> _Work order_
Transcribe each entry exactly as it appears, leaving out any picture it holds.

> _Data for the task_
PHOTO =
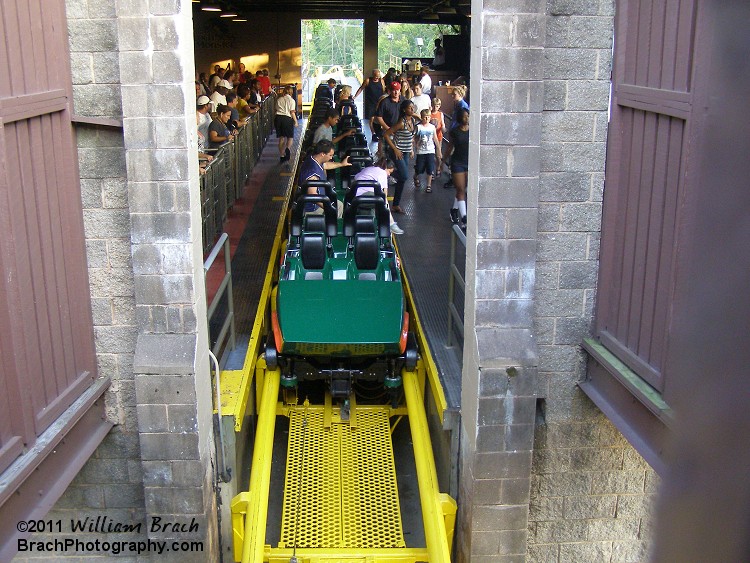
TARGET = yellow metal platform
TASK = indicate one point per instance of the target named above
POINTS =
(340, 488)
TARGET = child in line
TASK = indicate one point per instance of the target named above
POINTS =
(437, 118)
(427, 148)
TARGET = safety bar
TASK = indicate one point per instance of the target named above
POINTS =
(225, 286)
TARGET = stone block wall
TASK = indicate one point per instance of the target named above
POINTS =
(544, 475)
(110, 485)
(591, 492)
(130, 66)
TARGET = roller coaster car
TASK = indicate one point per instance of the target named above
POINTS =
(339, 306)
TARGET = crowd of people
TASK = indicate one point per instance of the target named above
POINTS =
(225, 100)
(408, 125)
(410, 133)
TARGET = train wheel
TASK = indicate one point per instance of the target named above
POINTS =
(411, 354)
(272, 356)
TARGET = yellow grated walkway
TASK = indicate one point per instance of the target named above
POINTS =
(340, 487)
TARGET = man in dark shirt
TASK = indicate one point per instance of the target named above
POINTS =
(387, 111)
(314, 168)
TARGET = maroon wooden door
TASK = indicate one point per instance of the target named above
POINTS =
(647, 156)
(46, 339)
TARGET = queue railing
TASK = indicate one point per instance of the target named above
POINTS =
(226, 175)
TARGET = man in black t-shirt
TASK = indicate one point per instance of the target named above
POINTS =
(388, 108)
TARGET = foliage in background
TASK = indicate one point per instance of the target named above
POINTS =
(326, 43)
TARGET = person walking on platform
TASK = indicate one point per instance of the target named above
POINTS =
(438, 55)
(345, 103)
(400, 139)
(379, 172)
(427, 149)
(460, 167)
(459, 105)
(387, 110)
(285, 122)
(325, 130)
(374, 88)
(438, 120)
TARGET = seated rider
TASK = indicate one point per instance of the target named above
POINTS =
(379, 172)
(314, 168)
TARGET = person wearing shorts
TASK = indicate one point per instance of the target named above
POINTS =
(460, 166)
(285, 122)
(427, 150)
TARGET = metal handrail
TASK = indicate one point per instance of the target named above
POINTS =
(225, 286)
(455, 277)
(227, 173)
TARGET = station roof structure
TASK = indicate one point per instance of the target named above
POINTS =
(451, 12)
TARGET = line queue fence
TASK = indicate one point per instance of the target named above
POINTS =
(227, 173)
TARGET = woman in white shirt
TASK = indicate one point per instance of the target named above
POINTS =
(379, 172)
(285, 122)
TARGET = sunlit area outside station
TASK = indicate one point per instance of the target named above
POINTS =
(333, 49)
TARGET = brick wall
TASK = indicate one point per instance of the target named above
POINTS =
(580, 492)
(111, 482)
(142, 225)
(590, 491)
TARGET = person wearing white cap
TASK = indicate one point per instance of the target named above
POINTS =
(218, 98)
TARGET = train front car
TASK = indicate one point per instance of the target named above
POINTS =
(339, 313)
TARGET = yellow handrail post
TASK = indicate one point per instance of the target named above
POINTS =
(260, 473)
(429, 494)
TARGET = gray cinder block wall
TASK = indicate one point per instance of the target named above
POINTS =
(171, 362)
(131, 63)
(544, 475)
(591, 492)
(111, 482)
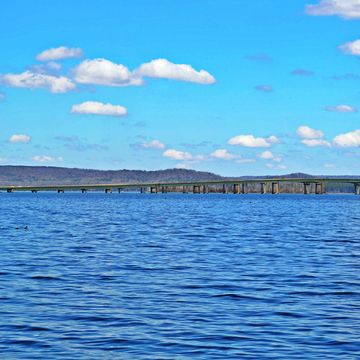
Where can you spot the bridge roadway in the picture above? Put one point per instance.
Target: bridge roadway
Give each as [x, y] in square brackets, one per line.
[236, 186]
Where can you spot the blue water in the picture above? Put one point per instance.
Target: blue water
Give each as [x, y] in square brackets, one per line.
[134, 276]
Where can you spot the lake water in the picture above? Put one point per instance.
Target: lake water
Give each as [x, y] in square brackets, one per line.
[140, 276]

> _Task response_
PHOTO =
TARGET = yellow metal platform
TASK = indicate one point per instance of the target named above
POINTS =
(340, 488)
TARGET = child in line
TASK = indicate one point per instance of the target named above
POINTS =
(437, 118)
(427, 148)
TARGET = safety bar
TASK = indicate one point per instance of the target named above
POINTS =
(225, 286)
TARGET = stone block wall
TASK = indicate one point per instance of the target named above
POINTS =
(544, 475)
(110, 485)
(591, 492)
(130, 66)
TARGET = roller coaster car
TASK = indicate one point per instance of the target named above
POINTS =
(339, 306)
TARGET = crowd of people
TASK = indicate one point per instance of the target named above
POINTS =
(225, 100)
(408, 125)
(410, 133)
TARGET = train wheel
TASK = indicate one point per instance of the target named above
POINTS =
(411, 354)
(272, 356)
TARGET = yellow grated walkway
TASK = indicate one point per instance of the target named above
POINTS =
(340, 487)
TARGET = man in dark shirt
TASK = indicate one point per instance of the target named above
POINTS =
(387, 111)
(314, 168)
TARGET = maroon wooden door
TASK = indicate one point per instance of the target named above
POINTS =
(647, 156)
(46, 339)
TARGET = queue railing
TASK = indicate one point per instance of the target named above
POINTS =
(226, 175)
TARGET = man in black t-shirt
TASK = indicate one point per instance of the target named above
POINTS =
(388, 108)
TARGET = foliage in background
TASK = indicate one point per instance of the target named above
POINTS =
(326, 43)
TARGET = person walking on platform
TASK = indicate one point per instance of the target named above
POINTS =
(438, 55)
(345, 103)
(400, 139)
(379, 172)
(427, 149)
(460, 167)
(459, 105)
(387, 110)
(285, 122)
(325, 130)
(374, 88)
(438, 120)
TARGET = seated rider
TASK = indicate one point per instance of the target named above
POINTS =
(379, 172)
(314, 168)
TARGET = person wearing shorts
TASK = indicate one point per instance of the target named above
POINTS =
(460, 166)
(285, 122)
(427, 150)
TARGET = metal handrail
TASK = indicate one point per instance of the target named above
POINTS =
(225, 286)
(455, 277)
(227, 173)
TARGET = station roof structure
TASK = indicate one point per instance of the target named above
POINTS =
(451, 12)
TARGET = line queue fence
TASK = indicate one point per instance of the target named above
POINTS =
(227, 173)
TARGET = woman in white shirt
TASK = indicate one point per instance of the target named above
POINTS =
(379, 172)
(285, 122)
TARGET = sunlit area outside station
TASK = indicate one point per instance of the target named above
POINTS =
(333, 49)
TARGET = brick wall
TASK = indicate one point per instance of the target named above
POINTS =
(580, 492)
(111, 482)
(142, 225)
(590, 491)
TARGET = person wearing white cap
TASK = indicate one point per instance of the target named above
POINTS =
(218, 98)
TARGET = train front car
TASK = indicate one point per instance of the target named above
POINTS =
(339, 313)
TARGET = yellow handrail post
TASK = indicate one point per instance of the target named above
POINTS =
(260, 473)
(429, 494)
TARGET = gray cinder block wall
TASK = indicate one point per instance of the target named above
POINTS =
(171, 362)
(131, 63)
(544, 475)
(591, 492)
(111, 482)
Where can you spot the bridge roadway in the picture above? Put one point per instance.
Target: bridge roadway
Give each as [x, y] in square brackets, one per line.
[236, 186]
Where can you spot the blue water in the picture above? Put one point per instance.
Target: blue water
Give each as [x, y] in square brackets, one per line.
[134, 276]
Where can you spot the lake water in the picture above? Put one point per instance.
Target: lake water
Give each as [x, y] in square brackets, one per line.
[140, 276]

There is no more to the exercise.